──────── Excerpt to read ────────

A lesson like this involves practising again and again. A taxi up to the courtesy line, or straight on to the runway depending on clearance, and flow check: Lights (landing), Camera (transponder Alt), Action (Mix rix) then take off.
Takeoff and aborts
From my experience so far the take off is much easier than the landing. The sequence is full throttle, use the rudder to keep the plane straight and accelerate until you reach Vr = 60 kts at which point you pull back on the elevator and the plane leaves the ground. If there is any problem during the take off, e.g. the engine not sounding right, some obstruction on the runway or an issue with the controls, then you abort the landing but cutting the throttle back to idle, breaking gently and leaving the runway. Also during the acceleration you should perform one last check of the engine instuments: rpm, oil pressure and oil temp before declaring "engine instruments are green".
Crosswinds
If flying wasn't difficult enough, then cross winds add a whole other complication. A crosswind is where you have wind coming across the runway rather then straight down it. This has a tendancy to push the plane to one side and makes the process of takeoffs and especially landings that but more challenging. For take off you tilt the ailerons in the direction of the wind, but landings you need to do some kind of sideslip or crabbed landing approach. This is one area I need more practice as it doesn't feel natural, and the controls are crossed (e.g. right aileron but left rudder).

──────── Stored data ────────

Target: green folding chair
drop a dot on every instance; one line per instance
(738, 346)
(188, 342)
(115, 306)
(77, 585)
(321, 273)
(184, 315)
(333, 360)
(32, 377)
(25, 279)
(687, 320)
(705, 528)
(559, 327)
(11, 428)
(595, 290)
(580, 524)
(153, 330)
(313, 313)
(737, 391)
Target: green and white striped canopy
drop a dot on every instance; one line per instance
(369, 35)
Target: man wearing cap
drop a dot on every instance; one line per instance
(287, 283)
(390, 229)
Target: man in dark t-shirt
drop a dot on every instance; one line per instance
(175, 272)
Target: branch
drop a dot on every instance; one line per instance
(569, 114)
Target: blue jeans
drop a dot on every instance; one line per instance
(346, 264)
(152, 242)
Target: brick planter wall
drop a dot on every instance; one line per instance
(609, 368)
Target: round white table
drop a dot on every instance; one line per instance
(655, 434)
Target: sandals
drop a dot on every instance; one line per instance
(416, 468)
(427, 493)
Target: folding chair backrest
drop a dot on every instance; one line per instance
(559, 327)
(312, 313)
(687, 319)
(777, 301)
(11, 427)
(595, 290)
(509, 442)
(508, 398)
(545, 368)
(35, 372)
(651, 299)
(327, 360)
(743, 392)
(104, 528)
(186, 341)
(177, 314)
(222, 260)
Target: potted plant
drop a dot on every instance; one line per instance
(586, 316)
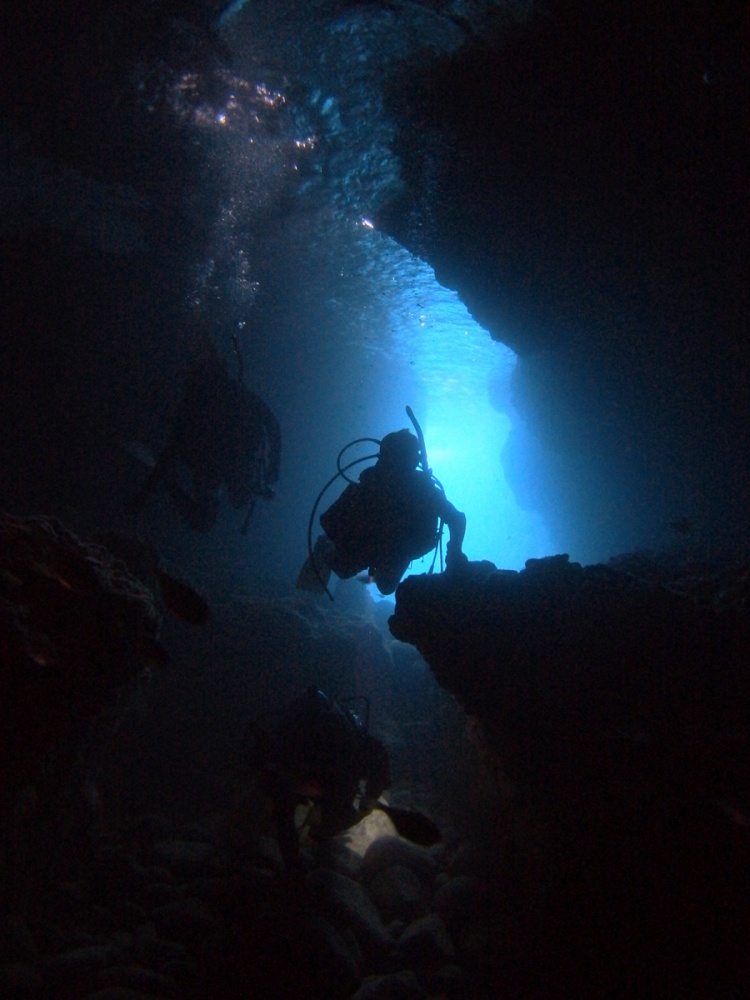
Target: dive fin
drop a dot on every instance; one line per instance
(412, 824)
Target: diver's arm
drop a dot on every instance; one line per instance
(456, 521)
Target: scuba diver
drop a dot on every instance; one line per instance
(321, 762)
(394, 514)
(225, 437)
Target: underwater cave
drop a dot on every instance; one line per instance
(528, 224)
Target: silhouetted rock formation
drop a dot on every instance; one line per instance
(615, 698)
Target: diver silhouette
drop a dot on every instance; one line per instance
(225, 438)
(391, 516)
(321, 757)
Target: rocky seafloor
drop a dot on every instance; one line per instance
(579, 735)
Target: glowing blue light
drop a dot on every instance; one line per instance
(453, 361)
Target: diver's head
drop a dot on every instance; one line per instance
(400, 449)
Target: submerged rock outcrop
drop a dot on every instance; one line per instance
(614, 699)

────────

▶ [Written tasks]:
a – Answer these from the flight lesson text:
(i) What speed is given for Vr?
(ii) Which three engine instruments are checked during the acceleration?
(iii) For a crosswind takeoff, in which direction are the ailerons tilted?
b – Turn the paragraph of the flight lesson text beginning "If flying wasn't difficult enough" into a short bulleted list that keeps its main facts.
c – Write the next part of the flight lesson text, picking up after its final sentence.
The listing has nothing to do with what is asked here.

▶ [The answers]:
a –
(i) 60 kts
(ii) rpm, oil pressure and oil temp
(iii) In the direction of the wind

b –
- A crosswind blows across the runway instead of straight down it.
- It tends to push the plane to one side, making takeoffs and especially landings more challenging.
- On takeoff, the ailerons are tilted toward the wind.
- Landings need a sideslip or crabbed approach.
- I need more practice with this: it doesn't feel natural, and the controls are crossed (e.g. right aileron but left rudder).

c –
Some notes for myself about the radio calls used.
When parked up in West Valley you call Palo Alto Ground (125.00) with the following message:
- Palo Alto Ground
- C24351 in west valley
- Taxi with Hotel (or whatever it happens to be)
- Right closed traffic
- Palo Alto Tower
- C24351
- Ready at 31 (the runway entrance)
- "Clear for take off" - at which point you do just that
- "Position and hold" - move onto the runway but hold
- "Hold short" - move ot the edge of the runway but don't move onto it, e.g. someone else is coming in to land first
- "Hold position" - stay where you are, don't move
- "Hold position #2" - e.g. you are #2, there is someone else ahead of you in the line
I learned a LOT of things on this flight, at times it was quite overwhelming but as the landings improved and I learned the flw checks and sequences I got a real sense of achievement and a buzz. After the lesson I felt really tired! It's been a busy week at work and I'd only just flown in from England over the weekend; I need some time to relax before the next lesson!
Flight stats: 1.6hrs flying + 1.4hrs groung, N24351
Lessons covered: 11 (part: rectangular pattern), 12 (part: aim point, low approach),
Next time: Good weather - stalls, bad weather - more pattern work.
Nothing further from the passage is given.